# Exercise instructions:
Please quote everything from the start of the items down to the line containing "[223,157,404,270]", including both ends, and leave the pictures out of your answer.

┌──

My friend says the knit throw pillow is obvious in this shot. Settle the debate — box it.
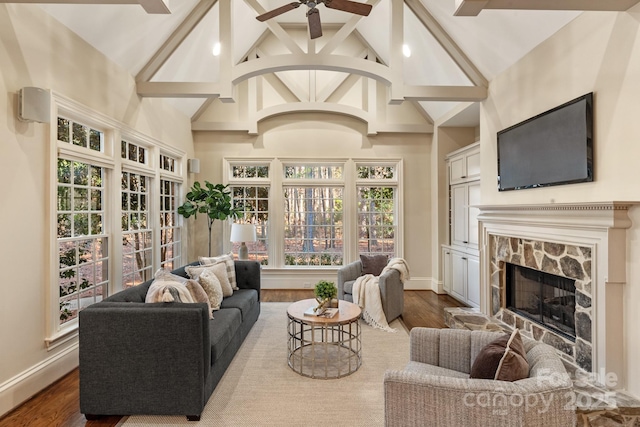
[198,252,238,291]
[469,329,529,381]
[185,262,233,297]
[198,270,223,310]
[360,255,389,276]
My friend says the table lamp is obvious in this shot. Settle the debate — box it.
[230,224,256,259]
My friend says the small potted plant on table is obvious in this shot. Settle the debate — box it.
[313,280,338,313]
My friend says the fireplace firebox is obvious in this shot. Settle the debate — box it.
[505,263,576,342]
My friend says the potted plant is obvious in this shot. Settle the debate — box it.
[313,280,338,311]
[178,181,244,256]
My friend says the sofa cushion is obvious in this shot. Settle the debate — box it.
[209,308,242,365]
[342,280,356,294]
[470,329,529,381]
[404,362,469,379]
[360,255,389,276]
[220,289,258,321]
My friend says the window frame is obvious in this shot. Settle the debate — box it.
[43,92,186,351]
[223,157,404,270]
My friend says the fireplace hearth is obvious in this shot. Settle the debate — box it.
[505,263,576,342]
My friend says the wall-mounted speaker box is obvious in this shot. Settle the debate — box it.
[187,159,200,173]
[18,87,51,123]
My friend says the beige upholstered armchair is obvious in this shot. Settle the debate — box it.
[384,328,575,427]
[338,260,404,322]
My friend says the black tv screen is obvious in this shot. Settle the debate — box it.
[498,93,593,191]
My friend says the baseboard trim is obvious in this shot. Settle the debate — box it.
[0,342,78,417]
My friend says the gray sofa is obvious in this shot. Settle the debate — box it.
[338,260,404,322]
[384,328,576,427]
[79,261,260,421]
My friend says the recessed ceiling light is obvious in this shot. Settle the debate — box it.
[402,44,411,58]
[213,42,222,56]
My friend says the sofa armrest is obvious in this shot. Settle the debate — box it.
[338,260,362,299]
[79,302,211,415]
[409,328,504,374]
[234,260,261,300]
[384,370,575,427]
[378,268,404,321]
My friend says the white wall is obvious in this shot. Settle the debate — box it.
[480,7,640,396]
[0,4,193,415]
[190,113,433,289]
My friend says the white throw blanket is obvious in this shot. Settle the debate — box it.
[352,258,409,332]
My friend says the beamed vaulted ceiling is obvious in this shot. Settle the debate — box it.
[6,0,640,134]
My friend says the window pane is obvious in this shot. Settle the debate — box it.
[284,187,343,265]
[358,187,396,256]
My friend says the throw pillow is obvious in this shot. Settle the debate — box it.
[469,329,529,381]
[198,252,238,291]
[185,279,213,319]
[360,255,389,276]
[144,279,193,302]
[198,270,223,310]
[185,262,233,297]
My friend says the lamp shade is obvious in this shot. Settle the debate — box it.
[229,224,256,242]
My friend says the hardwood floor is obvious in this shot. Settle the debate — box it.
[0,289,463,427]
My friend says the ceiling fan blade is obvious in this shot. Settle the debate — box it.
[307,7,322,39]
[324,0,373,16]
[256,2,301,22]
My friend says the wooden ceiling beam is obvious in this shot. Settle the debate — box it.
[453,0,640,16]
[136,0,218,82]
[403,86,487,102]
[0,0,171,14]
[404,0,488,87]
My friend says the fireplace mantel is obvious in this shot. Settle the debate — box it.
[477,201,640,387]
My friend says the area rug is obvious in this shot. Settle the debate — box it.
[123,302,409,427]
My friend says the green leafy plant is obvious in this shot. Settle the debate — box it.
[313,280,338,302]
[178,181,244,256]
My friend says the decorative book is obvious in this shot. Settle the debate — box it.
[304,307,340,319]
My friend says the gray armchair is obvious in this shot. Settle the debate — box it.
[338,260,404,322]
[384,328,575,427]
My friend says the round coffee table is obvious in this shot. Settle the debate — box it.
[287,299,362,379]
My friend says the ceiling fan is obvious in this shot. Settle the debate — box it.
[256,0,372,39]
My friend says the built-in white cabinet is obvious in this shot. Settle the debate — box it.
[448,142,480,184]
[442,142,480,307]
[450,181,480,249]
[442,246,480,307]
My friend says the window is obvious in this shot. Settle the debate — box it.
[357,165,397,257]
[120,140,147,165]
[57,158,109,325]
[121,172,153,288]
[45,98,184,349]
[226,159,402,268]
[229,162,271,265]
[160,179,182,270]
[58,117,104,152]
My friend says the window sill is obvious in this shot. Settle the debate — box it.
[44,322,78,351]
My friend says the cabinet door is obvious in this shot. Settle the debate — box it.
[442,248,452,294]
[465,150,480,180]
[467,257,480,307]
[451,184,469,246]
[449,155,467,184]
[451,251,467,301]
[466,182,480,248]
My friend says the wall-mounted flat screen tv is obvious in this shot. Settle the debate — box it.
[498,93,593,191]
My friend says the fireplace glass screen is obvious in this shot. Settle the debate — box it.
[506,263,576,340]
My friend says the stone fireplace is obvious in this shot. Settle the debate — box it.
[488,235,593,372]
[478,202,632,387]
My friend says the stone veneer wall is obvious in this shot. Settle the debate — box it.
[489,235,592,372]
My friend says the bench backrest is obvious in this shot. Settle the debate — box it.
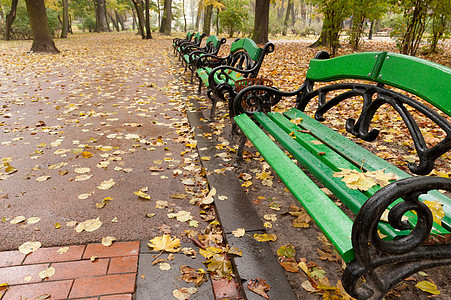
[227,38,274,77]
[306,52,451,116]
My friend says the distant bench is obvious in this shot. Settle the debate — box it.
[195,38,274,118]
[233,51,451,299]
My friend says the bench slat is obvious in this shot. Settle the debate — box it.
[306,52,386,81]
[376,53,451,116]
[262,113,414,240]
[235,114,354,262]
[284,108,451,232]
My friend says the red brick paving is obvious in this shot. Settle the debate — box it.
[0,242,139,300]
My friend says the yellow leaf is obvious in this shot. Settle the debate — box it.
[133,190,150,200]
[415,280,440,295]
[254,233,277,242]
[147,234,180,252]
[423,200,445,226]
[81,151,93,158]
[232,228,246,237]
[19,242,41,254]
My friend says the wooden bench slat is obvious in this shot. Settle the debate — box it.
[230,38,263,61]
[254,113,408,240]
[235,114,354,262]
[376,53,451,116]
[306,52,386,81]
[284,108,451,232]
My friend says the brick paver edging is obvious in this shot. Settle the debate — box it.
[0,241,140,300]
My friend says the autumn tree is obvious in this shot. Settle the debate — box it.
[309,0,349,55]
[95,0,110,32]
[428,0,451,53]
[25,0,59,53]
[393,0,431,56]
[131,0,146,39]
[218,0,250,37]
[160,0,172,35]
[61,0,69,38]
[252,0,270,44]
[5,0,19,41]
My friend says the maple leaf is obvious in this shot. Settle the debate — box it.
[147,234,180,252]
[247,277,271,299]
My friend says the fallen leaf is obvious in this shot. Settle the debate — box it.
[247,277,271,299]
[102,236,116,247]
[415,280,440,295]
[232,228,246,237]
[254,233,277,242]
[75,218,102,233]
[97,178,116,190]
[147,234,180,252]
[9,216,27,224]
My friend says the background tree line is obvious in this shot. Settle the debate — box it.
[0,0,451,55]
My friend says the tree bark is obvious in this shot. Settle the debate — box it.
[61,0,69,39]
[282,0,293,36]
[108,14,121,32]
[5,0,19,41]
[25,0,59,53]
[132,0,146,39]
[252,0,270,44]
[202,4,213,36]
[96,0,109,32]
[114,10,127,30]
[160,0,172,35]
[146,0,152,40]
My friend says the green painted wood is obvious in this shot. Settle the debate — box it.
[254,113,408,240]
[376,53,451,116]
[306,52,386,81]
[230,38,263,61]
[284,108,451,233]
[235,114,354,262]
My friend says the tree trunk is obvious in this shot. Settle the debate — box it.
[202,4,213,36]
[132,0,146,39]
[114,10,127,30]
[196,1,202,31]
[132,12,136,30]
[96,0,109,32]
[108,14,121,32]
[25,0,59,53]
[61,0,69,39]
[282,0,293,36]
[5,0,19,41]
[182,0,186,32]
[309,2,343,56]
[160,0,172,35]
[368,21,376,40]
[252,0,270,44]
[146,0,152,40]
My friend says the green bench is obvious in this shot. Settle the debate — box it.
[176,32,206,59]
[195,38,274,119]
[180,35,227,82]
[233,51,451,299]
[172,31,194,55]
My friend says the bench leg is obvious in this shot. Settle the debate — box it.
[236,132,247,164]
[207,90,218,122]
[342,176,451,299]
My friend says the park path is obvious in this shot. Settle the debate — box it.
[0,33,206,250]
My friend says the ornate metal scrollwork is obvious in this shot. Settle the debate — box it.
[343,176,451,299]
[296,81,451,175]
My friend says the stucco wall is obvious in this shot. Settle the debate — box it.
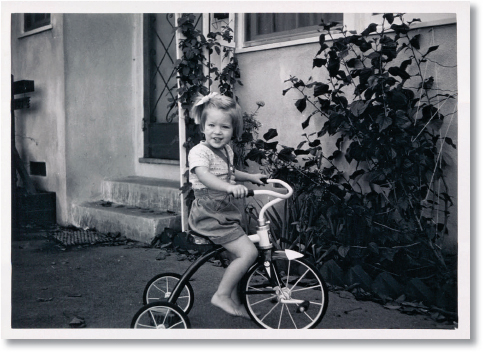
[236,25,458,252]
[64,14,135,214]
[11,14,67,223]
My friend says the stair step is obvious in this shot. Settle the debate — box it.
[73,201,181,243]
[102,176,181,212]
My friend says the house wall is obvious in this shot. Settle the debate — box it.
[11,14,68,223]
[64,14,135,214]
[11,14,142,224]
[236,24,458,253]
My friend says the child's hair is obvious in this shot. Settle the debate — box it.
[191,92,243,139]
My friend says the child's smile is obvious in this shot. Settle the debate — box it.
[203,109,233,149]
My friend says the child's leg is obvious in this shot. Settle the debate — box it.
[211,236,258,317]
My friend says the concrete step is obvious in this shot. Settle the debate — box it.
[101,176,181,212]
[72,201,181,243]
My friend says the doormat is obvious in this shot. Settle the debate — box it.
[51,229,126,247]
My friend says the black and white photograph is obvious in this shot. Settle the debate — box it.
[0,1,474,340]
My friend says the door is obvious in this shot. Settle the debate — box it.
[143,13,202,160]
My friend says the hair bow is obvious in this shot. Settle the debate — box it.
[195,92,218,106]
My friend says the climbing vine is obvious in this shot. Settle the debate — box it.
[174,13,248,207]
[246,14,457,296]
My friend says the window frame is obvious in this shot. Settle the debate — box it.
[236,13,456,53]
[18,13,54,39]
[242,13,343,47]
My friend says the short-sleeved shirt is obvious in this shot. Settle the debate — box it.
[188,142,236,189]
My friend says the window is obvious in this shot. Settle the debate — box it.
[23,13,50,32]
[245,13,343,44]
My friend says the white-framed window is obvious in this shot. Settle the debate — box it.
[19,13,52,38]
[243,13,343,47]
[236,13,456,53]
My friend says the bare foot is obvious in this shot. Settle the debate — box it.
[211,293,250,319]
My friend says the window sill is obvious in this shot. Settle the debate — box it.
[236,19,456,54]
[139,158,179,165]
[18,24,53,39]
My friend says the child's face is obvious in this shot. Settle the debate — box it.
[204,109,233,149]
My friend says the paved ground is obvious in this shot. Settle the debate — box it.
[4,230,454,336]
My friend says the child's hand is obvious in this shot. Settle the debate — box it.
[228,185,248,198]
[251,174,267,186]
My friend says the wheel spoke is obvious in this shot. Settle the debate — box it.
[290,285,322,293]
[285,260,292,287]
[261,302,280,321]
[277,304,284,329]
[168,320,184,329]
[153,283,166,293]
[284,304,298,329]
[251,295,277,306]
[290,269,310,291]
[244,259,328,329]
[149,309,158,329]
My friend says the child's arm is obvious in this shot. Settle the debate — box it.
[193,166,248,198]
[235,170,267,185]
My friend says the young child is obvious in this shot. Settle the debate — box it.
[188,93,266,318]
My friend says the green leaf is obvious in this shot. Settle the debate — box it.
[295,98,307,112]
[349,100,371,117]
[409,34,421,50]
[314,83,330,97]
[423,45,439,58]
[309,139,320,148]
[361,23,377,37]
[337,246,351,258]
[376,114,392,132]
[302,115,312,129]
[367,242,379,255]
[349,169,366,180]
[444,137,456,149]
[382,13,394,24]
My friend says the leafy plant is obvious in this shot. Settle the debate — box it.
[246,14,457,286]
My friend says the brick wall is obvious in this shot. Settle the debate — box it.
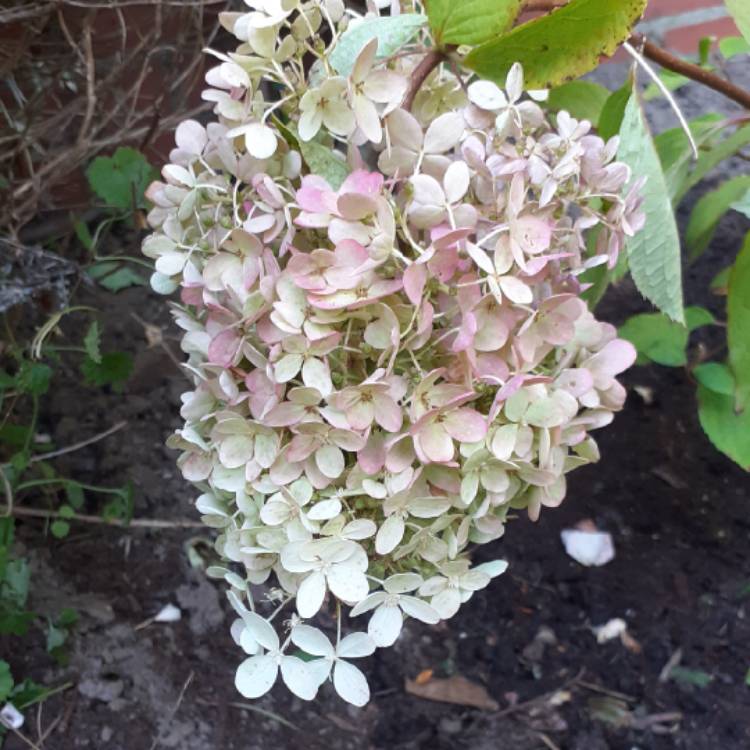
[640,0,750,54]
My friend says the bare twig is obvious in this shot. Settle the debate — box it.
[0,506,205,529]
[29,419,128,464]
[523,0,750,109]
[622,42,698,159]
[78,14,97,143]
[630,34,750,109]
[401,49,445,112]
[150,672,195,750]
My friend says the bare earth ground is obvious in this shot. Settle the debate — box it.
[0,72,750,750]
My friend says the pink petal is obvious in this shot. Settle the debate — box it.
[443,409,487,443]
[208,329,242,367]
[373,393,404,432]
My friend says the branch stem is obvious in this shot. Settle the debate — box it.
[522,0,750,109]
[401,48,445,112]
[0,506,205,529]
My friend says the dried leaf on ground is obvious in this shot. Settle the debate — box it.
[405,675,500,711]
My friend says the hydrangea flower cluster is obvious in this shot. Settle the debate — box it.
[143,0,643,706]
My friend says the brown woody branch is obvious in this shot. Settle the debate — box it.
[402,0,750,110]
[523,0,750,109]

└──

# Written response:
My friend says the knit throw pillow is obvious in this shot. Settle the debate — box it.
[198,252,238,291]
[469,329,529,381]
[185,262,233,297]
[198,270,223,310]
[360,255,389,276]
My friend says the table lamp is obvious in this shot. Settle the debate — box it.
[230,224,256,259]
My friend says the small potted plant on table is obvious in this shot. Settle the debate — box it.
[313,280,338,313]
My friend says the fireplace firebox is obvious in this shot. Settle the debate — box it.
[505,263,576,342]
My friend says the potted plant is obvious in this shot. Settle the debate — box it.
[313,280,338,311]
[178,181,244,256]
My friend says the sofa cushion is obvious in this shot. Settle the debate — box it.
[209,308,242,365]
[342,280,356,294]
[470,329,529,381]
[404,362,469,379]
[360,255,389,276]
[220,289,258,321]
My friend says the window frame is obvious in this shot. Settle the debate — box it.
[43,92,186,351]
[223,157,404,270]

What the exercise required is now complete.